GNSS meteorology in Egypt: Modeling weighted mean temperature from radiosonde data

1. Introduction

The radio signals propagate from Global Navigation Satellite Systems (GNSS) are delayed by neutral atmospheric water vapor. Information on delays has enabled the application of GNSS to study the diurnal variation of precipitable water vapor. The weighted mean temperature of water vapor (Tm) was used for estimating the integrated water vapor (IWV) or equivalently precipitable water vapor (PWV) from the zenith-wet delay (ZWD). The amount of water vapor per unit area is IWV while the height of the equivalent column of the liquid water represented is PWV by (e.g. [3]):(1) $P W V = I W V / ρ$ where $ρ$ is the density of liquid water.

The main method to compute PWV from GNSS is the multiplication of ZWD by the conversion factor $π$ which is a function of weighted-mean temperature (Tm). Therefore, the accuracy of Tm affects the accuracy of the resultant PWV. Bevis et al. [3] developed the first Tm model using TS relationship. It was derived from radiosonde data at 13 U.S. sites over 2-years period and it is now the most common model with RMS error of 4.74 K. After that Bevis et al. [4] used more complex method (numerical weather prediction models NWP) to estimate Tm.Ross and Rosenfeld [15] estimated Tm by adding the parameters of geographic locations with 53 globally distributed radiosonde stations profiles and time over 23 years. After Bevis (BTm) model, many Tm models were developed such as [13], [7]. Mendes et al. [13] evaluated the accuracy of these models by using a database of mean temperature values obtained by ray-tracing. The evaluations were concluded that regionally optimized models do not provide superior performance compared to global models.

» **Record excerpts**
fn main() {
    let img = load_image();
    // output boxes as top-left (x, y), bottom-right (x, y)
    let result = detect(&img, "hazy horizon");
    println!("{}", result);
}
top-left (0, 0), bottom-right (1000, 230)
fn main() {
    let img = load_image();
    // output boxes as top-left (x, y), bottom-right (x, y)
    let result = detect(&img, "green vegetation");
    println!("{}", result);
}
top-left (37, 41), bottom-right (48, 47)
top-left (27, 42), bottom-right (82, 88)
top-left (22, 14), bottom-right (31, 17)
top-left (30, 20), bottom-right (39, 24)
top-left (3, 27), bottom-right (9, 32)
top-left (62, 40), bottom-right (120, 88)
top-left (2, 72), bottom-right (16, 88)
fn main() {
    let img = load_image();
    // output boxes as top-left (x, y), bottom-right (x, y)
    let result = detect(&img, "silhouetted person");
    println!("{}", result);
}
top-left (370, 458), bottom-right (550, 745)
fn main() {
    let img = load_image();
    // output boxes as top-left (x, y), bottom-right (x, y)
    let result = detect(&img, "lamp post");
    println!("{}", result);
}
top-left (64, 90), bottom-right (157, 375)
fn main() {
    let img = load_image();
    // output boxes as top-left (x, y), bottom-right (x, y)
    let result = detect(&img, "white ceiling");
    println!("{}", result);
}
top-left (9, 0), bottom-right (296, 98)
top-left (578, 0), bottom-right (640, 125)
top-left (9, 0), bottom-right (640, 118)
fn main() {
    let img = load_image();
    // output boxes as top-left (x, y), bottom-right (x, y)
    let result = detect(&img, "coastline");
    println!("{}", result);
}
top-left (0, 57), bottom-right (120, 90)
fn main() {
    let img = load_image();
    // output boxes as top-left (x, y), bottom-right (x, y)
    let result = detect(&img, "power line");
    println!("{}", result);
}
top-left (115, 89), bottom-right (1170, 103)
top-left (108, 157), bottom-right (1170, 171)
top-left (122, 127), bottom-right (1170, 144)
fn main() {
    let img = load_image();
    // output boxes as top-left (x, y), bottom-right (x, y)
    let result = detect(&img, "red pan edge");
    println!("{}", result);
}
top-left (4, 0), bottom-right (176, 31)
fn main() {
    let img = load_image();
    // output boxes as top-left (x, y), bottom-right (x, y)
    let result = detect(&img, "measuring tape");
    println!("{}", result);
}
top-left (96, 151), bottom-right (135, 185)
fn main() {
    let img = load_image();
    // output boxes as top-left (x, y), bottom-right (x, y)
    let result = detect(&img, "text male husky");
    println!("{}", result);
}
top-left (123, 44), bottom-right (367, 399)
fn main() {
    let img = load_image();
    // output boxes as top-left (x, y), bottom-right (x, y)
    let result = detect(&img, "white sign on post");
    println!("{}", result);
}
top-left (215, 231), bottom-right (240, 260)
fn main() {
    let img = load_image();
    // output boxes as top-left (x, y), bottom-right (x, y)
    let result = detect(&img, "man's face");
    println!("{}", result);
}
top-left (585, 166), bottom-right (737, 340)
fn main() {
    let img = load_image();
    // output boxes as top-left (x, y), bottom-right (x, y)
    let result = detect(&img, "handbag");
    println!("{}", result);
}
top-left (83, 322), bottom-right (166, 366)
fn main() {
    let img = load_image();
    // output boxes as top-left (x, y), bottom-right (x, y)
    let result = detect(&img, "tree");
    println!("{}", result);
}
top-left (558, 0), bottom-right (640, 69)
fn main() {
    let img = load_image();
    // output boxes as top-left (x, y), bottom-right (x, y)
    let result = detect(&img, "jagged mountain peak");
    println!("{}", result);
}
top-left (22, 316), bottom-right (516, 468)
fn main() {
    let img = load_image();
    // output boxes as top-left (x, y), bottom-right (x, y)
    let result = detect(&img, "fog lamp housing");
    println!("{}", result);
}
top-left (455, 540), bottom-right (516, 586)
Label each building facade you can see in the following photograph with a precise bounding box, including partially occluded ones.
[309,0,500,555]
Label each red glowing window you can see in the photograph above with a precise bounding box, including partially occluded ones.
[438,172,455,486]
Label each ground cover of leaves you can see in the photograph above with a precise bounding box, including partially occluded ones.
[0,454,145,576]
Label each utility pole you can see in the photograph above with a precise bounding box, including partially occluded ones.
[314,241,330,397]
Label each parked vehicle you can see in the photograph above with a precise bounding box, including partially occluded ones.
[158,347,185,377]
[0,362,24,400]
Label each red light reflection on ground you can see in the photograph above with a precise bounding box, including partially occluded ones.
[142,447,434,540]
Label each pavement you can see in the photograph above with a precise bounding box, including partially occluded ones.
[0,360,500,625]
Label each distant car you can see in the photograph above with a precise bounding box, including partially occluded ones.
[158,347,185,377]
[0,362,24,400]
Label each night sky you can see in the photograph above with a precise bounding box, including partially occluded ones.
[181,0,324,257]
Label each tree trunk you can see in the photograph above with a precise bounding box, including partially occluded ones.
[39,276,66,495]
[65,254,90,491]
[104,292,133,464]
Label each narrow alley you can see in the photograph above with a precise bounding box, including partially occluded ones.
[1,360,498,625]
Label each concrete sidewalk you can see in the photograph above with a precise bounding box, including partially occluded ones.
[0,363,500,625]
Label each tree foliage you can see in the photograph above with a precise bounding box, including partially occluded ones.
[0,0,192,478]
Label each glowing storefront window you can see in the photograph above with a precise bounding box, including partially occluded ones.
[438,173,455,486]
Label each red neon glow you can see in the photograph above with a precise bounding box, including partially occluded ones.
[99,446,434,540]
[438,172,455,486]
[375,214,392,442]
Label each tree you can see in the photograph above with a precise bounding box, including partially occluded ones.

» **Given exercise 1**
According to the GNSS meteorology passage, what RMS error does the first Tm model by Bevis et al. have?
» **Given exercise 2**
Go on writing the GNSS meteorology passage from its last sentence.
The material has no connection to the GNSS meteorology passage.

» **Result 1**
4.74 K

» **Result 2**
After that, Schueler et al. [16] proposed two seasonal models for Tm. Wang et al. [19] calculated Tm from a new global radiosonde dataset then evaluated it by comparing with global estimates of Tm from two currently available reanalysisdata sets.

Jade et al. [8] have validated these empirical relationships for four different geographical locations in India and showed that all the mean weighted temperature models agree. Finally the most commonly used Tm-Ts relationship is Bevis et al. [3].

There are other factors with surface temperature (Ts) such as air pressure (Ps) and water vapor (es) were used in many researches. In 2011 Wang et al. [20]compared among two models one using Ts only and another use Ts and Ps but there are no significant difference between results, and cannot achieve a high degree of accuracy on a global scale.

Yao et al. [24] used spherical harmonics, taking into account seasonal and geographic variations, and solved Tm by measuring meteorological parameters. Later on Yao et al. [25] improved accuracy than Yao et al. [24] and focus in sea areas. In (2014) Yao et al. achieved very accurate models dependent in meteorological parameters. Lan et al. [9] conclude that Tm with Ts have seasonal changes. Chen et al. [5] created several models by changing number of parameters and factor in year and seasons.

In this research, 3600 radiosonde profiles from four stations in Egypt during 2015 and 2016 and Bevis linear regression method were used to develop Tmmodel in Egypt. In addition to this the estimated Tm was used to assess the performance of the Bevis, Schueler, Yao, Liou, Suresh Raju and Wayan models.

2. Calculation of weighted mean temperature Tm

2.1. Use of a constant Tm value

The mapping scale factor Π can be used as constant value 1/6.5. This factor computed from constant Tm [2].

This means:(2) $T_{m} = 269.7 K$ where K is Kelvin.

This method is the simplest but has the lowest accuracy (eg [22]).

2.2. Use an approximate form

The value of Tm can be estimated by the parameters α (temperature lapse rate) and λ (vapor pressure decline rate) as time and location dependent [1]. The Tm model as below:(3) $T_{m} = T s (1 - \frac{α * R}{(λ - 1) * g})$ where $g$ is the acceleration gravity and R is the specific gas constant of water vapor [8.134 J/mol·K].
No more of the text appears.